[Rows from a box labeling dataset]
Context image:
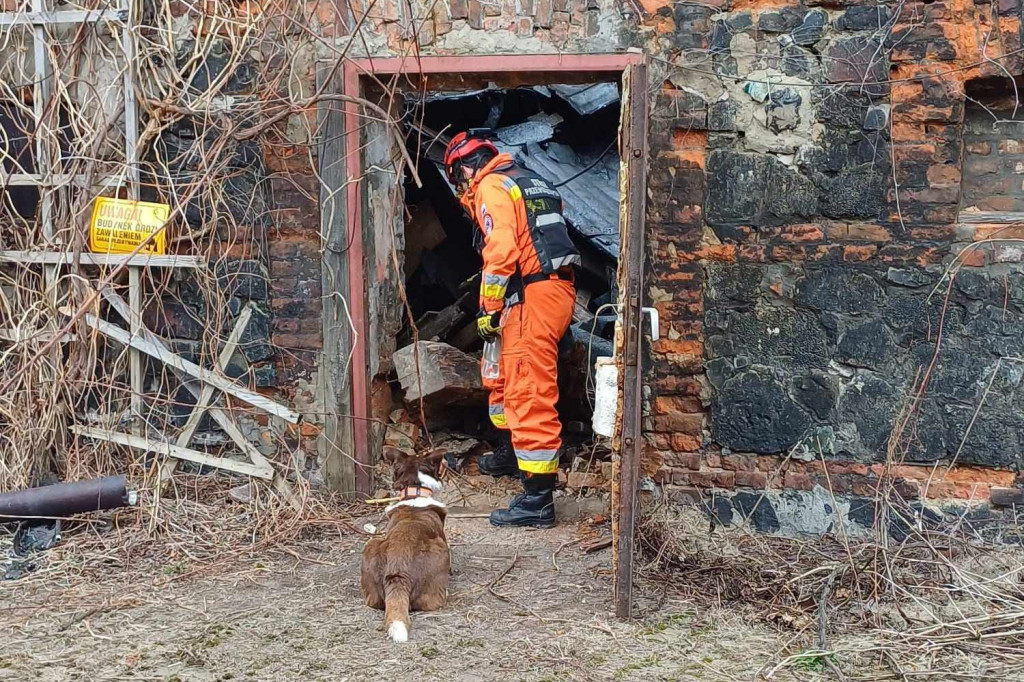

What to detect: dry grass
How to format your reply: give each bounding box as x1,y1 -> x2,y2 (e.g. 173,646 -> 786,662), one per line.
640,497 -> 1024,680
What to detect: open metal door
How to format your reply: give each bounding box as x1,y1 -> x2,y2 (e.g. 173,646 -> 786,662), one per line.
611,58 -> 647,619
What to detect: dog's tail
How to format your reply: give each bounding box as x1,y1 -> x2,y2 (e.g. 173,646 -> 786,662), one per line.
384,576 -> 410,643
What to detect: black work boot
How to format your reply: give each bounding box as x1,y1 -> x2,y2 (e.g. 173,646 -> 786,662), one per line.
490,474 -> 558,528
476,430 -> 519,476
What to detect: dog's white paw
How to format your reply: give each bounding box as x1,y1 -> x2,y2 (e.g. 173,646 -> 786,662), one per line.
387,621 -> 409,644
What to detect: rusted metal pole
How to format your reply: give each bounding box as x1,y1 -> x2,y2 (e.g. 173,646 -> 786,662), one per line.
0,476 -> 134,522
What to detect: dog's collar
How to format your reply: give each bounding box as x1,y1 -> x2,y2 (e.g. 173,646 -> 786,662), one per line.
398,485 -> 434,502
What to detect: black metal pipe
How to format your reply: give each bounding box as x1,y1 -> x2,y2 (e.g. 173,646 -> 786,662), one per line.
0,475 -> 131,523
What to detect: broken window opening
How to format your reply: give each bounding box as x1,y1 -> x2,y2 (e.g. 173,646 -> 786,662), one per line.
397,83 -> 621,471
0,99 -> 39,227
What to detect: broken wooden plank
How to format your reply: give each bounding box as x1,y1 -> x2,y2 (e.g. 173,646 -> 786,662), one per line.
394,341 -> 484,406
178,304 -> 253,446
0,170 -> 124,188
580,536 -> 611,554
158,305 -> 253,485
417,293 -> 472,341
0,329 -> 75,343
0,251 -> 205,268
71,426 -> 273,480
0,9 -> 128,26
60,307 -> 299,424
100,287 -> 302,511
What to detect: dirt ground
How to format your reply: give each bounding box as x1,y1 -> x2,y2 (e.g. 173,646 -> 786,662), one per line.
0,481 -> 1015,682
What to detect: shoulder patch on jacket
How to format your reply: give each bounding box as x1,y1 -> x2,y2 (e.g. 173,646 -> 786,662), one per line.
480,204 -> 495,236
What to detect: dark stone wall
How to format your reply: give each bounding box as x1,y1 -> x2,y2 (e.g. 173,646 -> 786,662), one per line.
641,1 -> 1024,507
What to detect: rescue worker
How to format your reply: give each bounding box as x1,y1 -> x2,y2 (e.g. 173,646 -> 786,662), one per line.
444,133 -> 581,527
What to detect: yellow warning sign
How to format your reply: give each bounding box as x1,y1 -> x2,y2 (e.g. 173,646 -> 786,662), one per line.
89,197 -> 171,255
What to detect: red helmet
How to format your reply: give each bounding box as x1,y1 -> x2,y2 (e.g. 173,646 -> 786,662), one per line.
444,132 -> 498,185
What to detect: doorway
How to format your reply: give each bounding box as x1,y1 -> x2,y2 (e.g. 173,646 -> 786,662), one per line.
321,52 -> 647,615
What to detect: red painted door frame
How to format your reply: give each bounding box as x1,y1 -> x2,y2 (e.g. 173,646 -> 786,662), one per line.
342,52 -> 643,495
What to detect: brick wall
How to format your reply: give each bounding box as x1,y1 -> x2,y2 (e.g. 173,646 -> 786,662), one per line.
963,96 -> 1024,212
641,2 -> 1024,529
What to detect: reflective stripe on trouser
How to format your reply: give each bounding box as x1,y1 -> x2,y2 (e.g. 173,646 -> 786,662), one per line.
501,280 -> 575,474
487,402 -> 509,429
480,348 -> 509,430
512,446 -> 558,473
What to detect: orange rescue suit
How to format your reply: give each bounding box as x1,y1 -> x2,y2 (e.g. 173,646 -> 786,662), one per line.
462,154 -> 575,474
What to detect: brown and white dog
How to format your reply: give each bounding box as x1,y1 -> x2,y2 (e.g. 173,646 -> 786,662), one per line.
360,447 -> 451,642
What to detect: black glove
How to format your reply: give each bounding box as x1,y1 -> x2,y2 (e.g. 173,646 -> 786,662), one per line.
476,311 -> 502,341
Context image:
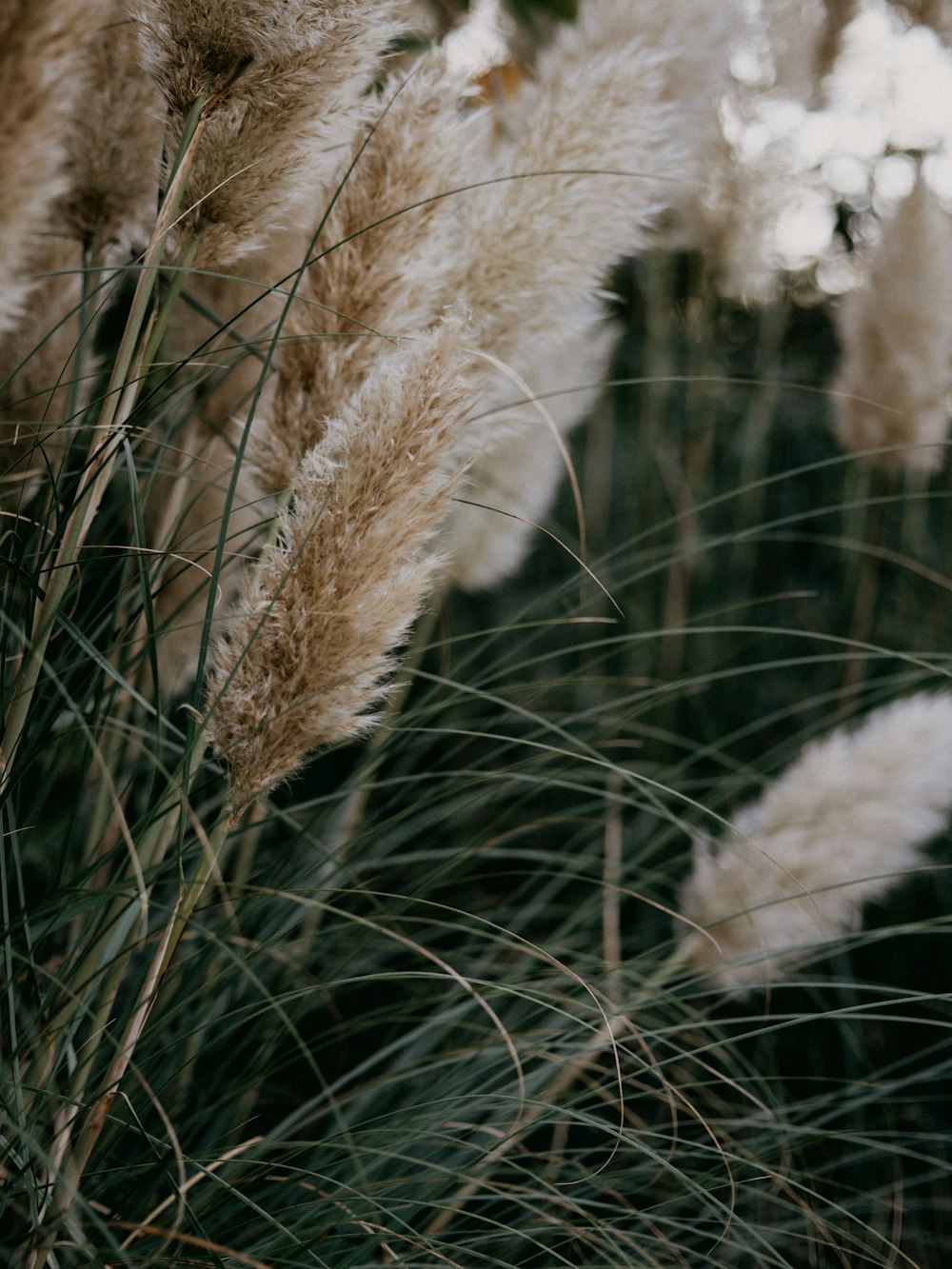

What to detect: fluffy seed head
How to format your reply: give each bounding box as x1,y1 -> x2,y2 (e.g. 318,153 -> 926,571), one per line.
0,0 -> 107,331
209,320 -> 469,805
834,178 -> 952,472
681,693 -> 952,990
137,0 -> 397,266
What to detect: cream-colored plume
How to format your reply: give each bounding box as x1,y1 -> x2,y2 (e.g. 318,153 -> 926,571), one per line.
209,319 -> 469,807
136,0 -> 397,266
681,693 -> 952,990
252,56 -> 487,491
896,0 -> 952,43
446,298 -> 618,590
0,0 -> 108,331
834,176 -> 952,472
62,8 -> 165,264
446,0 -> 744,586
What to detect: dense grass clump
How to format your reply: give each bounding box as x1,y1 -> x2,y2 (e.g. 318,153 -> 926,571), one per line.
0,0 -> 952,1269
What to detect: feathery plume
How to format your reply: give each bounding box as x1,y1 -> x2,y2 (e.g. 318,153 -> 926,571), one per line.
61,9 -> 165,263
446,300 -> 617,590
446,0 -> 744,586
898,0 -> 952,45
815,0 -> 857,85
252,54 -> 486,491
0,0 -> 107,331
681,693 -> 952,990
136,0 -> 397,266
0,235 -> 83,502
209,319 -> 469,807
834,176 -> 952,472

#### [Job]
Render the lines of the rows above as a Markdown table with two columns, Row and Line, numbering each line and omitting blank lines. Leave the pictures out of the table.

#### [Task answer]
| Row | Line |
|---|---|
| 1 | Context image: |
| 2 | What to detect: dry grass |
| 3 | How to format your reply: give each bounding box as x1,y1 -> x2,y2 (e.g. 173,646 -> 786,662), one per line. |
| 4 | 640,497 -> 1024,680 |
| 5 | What to detect: open metal door |
| 6 | How to format your reply: give each bounding box as x1,y1 -> x2,y2 (e.g. 173,646 -> 786,662), one per line. |
| 7 | 611,58 -> 647,619 |
| 8 | What to detect: dog's tail |
| 9 | How to format your reply: give each bounding box as x1,y1 -> x2,y2 (e.g. 173,646 -> 786,662), one per line. |
| 10 | 384,576 -> 410,643 |
| 11 | What to detect: black work boot |
| 12 | How to format your reply: give each bounding box as x1,y1 -> x2,y2 (e.g. 173,646 -> 786,662), one per line. |
| 13 | 490,474 -> 558,528 |
| 14 | 476,430 -> 519,476 |
| 15 | What to detect: dog's white paw |
| 16 | How to format your reply: give each bounding box as x1,y1 -> x2,y2 (e.g. 173,646 -> 786,662), one per line. |
| 17 | 387,621 -> 409,644 |
| 18 | What to detect: rusted metal pole |
| 19 | How to format your reply: give each bounding box as x1,y1 -> x2,y2 (e.g. 173,646 -> 786,662), one per line. |
| 20 | 0,476 -> 134,522 |
| 21 | What to detect: dog's collar |
| 22 | How to format your reply: give each bounding box as x1,y1 -> x2,y2 (e.g. 173,646 -> 786,662), one per line. |
| 23 | 398,485 -> 434,502 |
| 24 | What to detect: black metal pipe |
| 25 | How to format your reply: give each bounding box as x1,y1 -> x2,y2 (e.g. 173,646 -> 786,662), one per line. |
| 26 | 0,475 -> 131,523 |
| 27 | What to detect: broken window opening |
| 28 | How to format your reply: give each bounding box as x1,y1 -> x2,y2 (e.g. 173,646 -> 786,662), one per line. |
| 29 | 397,83 -> 621,471 |
| 30 | 0,99 -> 39,227 |
| 31 | What to detect: broken wooden plank |
| 32 | How to format your reply: give each bounding box as x1,y1 -> x2,y2 (e.g. 173,646 -> 786,662), one per line. |
| 33 | 394,341 -> 484,406 |
| 34 | 178,304 -> 253,446 |
| 35 | 0,170 -> 124,188 |
| 36 | 580,536 -> 611,554 |
| 37 | 158,305 -> 253,485 |
| 38 | 417,293 -> 472,341 |
| 39 | 0,329 -> 75,343 |
| 40 | 0,251 -> 205,268 |
| 41 | 71,426 -> 273,480 |
| 42 | 0,9 -> 128,26 |
| 43 | 60,307 -> 299,424 |
| 44 | 100,287 -> 302,511 |
| 45 | What to detect: dirt ground |
| 46 | How to format your reply: give each bounding box as x1,y1 -> x2,y2 (e.g. 173,646 -> 786,662), one per line. |
| 47 | 0,481 -> 1015,682 |
| 48 | What to detect: shoulder patch on jacket |
| 49 | How to format your reply: give each bounding box as x1,y1 -> x2,y2 (e.g. 173,646 -> 786,662), one per line. |
| 50 | 480,204 -> 495,236 |
| 51 | What to detect: dark stone wall |
| 52 | How to format your reply: give each bounding box as x1,y1 -> x2,y2 (e.g. 173,646 -> 786,662), one per line. |
| 53 | 641,1 -> 1024,507 |
| 54 | What to detect: rescue worker |
| 55 | How to format your reply: give each bounding box as x1,y1 -> x2,y2 (e.g. 173,646 -> 786,662), one per line. |
| 56 | 444,133 -> 581,527 |
| 57 | What to detect: yellow warning sign |
| 58 | How to format your reply: give each bounding box as x1,y1 -> x2,y2 (e.g. 173,646 -> 786,662), one per line. |
| 59 | 89,197 -> 171,255 |
| 60 | What to detect: red helmet |
| 61 | How to format your reply: give each bounding box as x1,y1 -> x2,y2 (e.g. 173,646 -> 786,662), one per line. |
| 62 | 444,132 -> 498,185 |
| 63 | What to detect: doorway |
| 64 | How to format your reply: give each bounding box as x1,y1 -> x2,y2 (e.g. 173,646 -> 786,662), one per line. |
| 65 | 321,52 -> 647,615 |
| 66 | What to detect: red painted door frame |
| 67 | How to format your reply: give each bounding box as x1,y1 -> x2,y2 (e.g. 173,646 -> 786,662), one per line. |
| 68 | 342,52 -> 643,495 |
| 69 | What to detect: brick wall |
| 70 | How to format your reply: give each bounding box as x1,y1 -> x2,y2 (e.g. 173,646 -> 786,662), one per line. |
| 71 | 963,96 -> 1024,212 |
| 72 | 641,2 -> 1024,529 |
| 73 | What to detect: reflective stripe on trouser |
| 74 | How to format your reply: give each bounding box as x1,y1 -> x2,y2 (e.g. 173,646 -> 786,662), one per line. |
| 75 | 501,280 -> 575,474 |
| 76 | 487,402 -> 509,429 |
| 77 | 480,348 -> 509,430 |
| 78 | 512,446 -> 558,473 |
| 79 | What to detect: orange rescue suit |
| 80 | How to format your reply: give each bounding box as x1,y1 -> x2,y2 (e.g. 173,646 -> 786,662), one per line. |
| 81 | 462,154 -> 575,474 |
| 82 | What to detect: brown and white dog |
| 83 | How to format your reply: give each bounding box as x1,y1 -> x2,y2 (e.g. 173,646 -> 786,662), one per line. |
| 84 | 360,447 -> 451,642 |
| 85 | What to detect: black glove |
| 86 | How to format your reply: give each bounding box as x1,y1 -> x2,y2 (e.g. 173,646 -> 786,662), one per line. |
| 87 | 476,311 -> 502,341 |
| 88 | Context image: |
| 89 | What to detect: fluffy seed head |
| 90 | How to format your reply: give each bounding box as x1,y1 -> x2,y2 (e.g. 318,153 -> 926,571), one per line. |
| 91 | 0,0 -> 107,331 |
| 92 | 209,320 -> 469,805 |
| 93 | 834,178 -> 952,472 |
| 94 | 681,693 -> 952,990 |
| 95 | 137,0 -> 397,266 |
| 96 | What to detect: cream-colored plume |
| 97 | How to format your reply: give each bounding box as x1,y1 -> x2,y2 (e.g. 318,153 -> 926,571), one per line. |
| 98 | 209,319 -> 469,807 |
| 99 | 136,0 -> 397,266 |
| 100 | 681,693 -> 952,990 |
| 101 | 252,56 -> 487,491 |
| 102 | 896,0 -> 952,43 |
| 103 | 446,298 -> 618,590 |
| 104 | 0,0 -> 108,331 |
| 105 | 834,176 -> 952,472 |
| 106 | 62,8 -> 165,264 |
| 107 | 446,0 -> 744,586 |
| 108 | What to detect: dense grass clump |
| 109 | How to format your reply: give each bounding box as x1,y1 -> x2,y2 (e.g. 318,153 -> 926,571), one per line. |
| 110 | 0,0 -> 952,1269 |
| 111 | What to detect: feathery plume |
| 112 | How to format your reply: give each bounding box as x1,y1 -> x2,y2 (e.g. 318,153 -> 926,571), one per line. |
| 113 | 61,9 -> 165,263 |
| 114 | 446,300 -> 617,590 |
| 115 | 446,0 -> 744,586 |
| 116 | 898,0 -> 952,45 |
| 117 | 815,0 -> 857,85 |
| 118 | 252,54 -> 486,491 |
| 119 | 0,0 -> 107,331 |
| 120 | 681,693 -> 952,990 |
| 121 | 136,0 -> 397,266 |
| 122 | 0,235 -> 83,502 |
| 123 | 209,319 -> 469,807 |
| 124 | 834,176 -> 952,472 |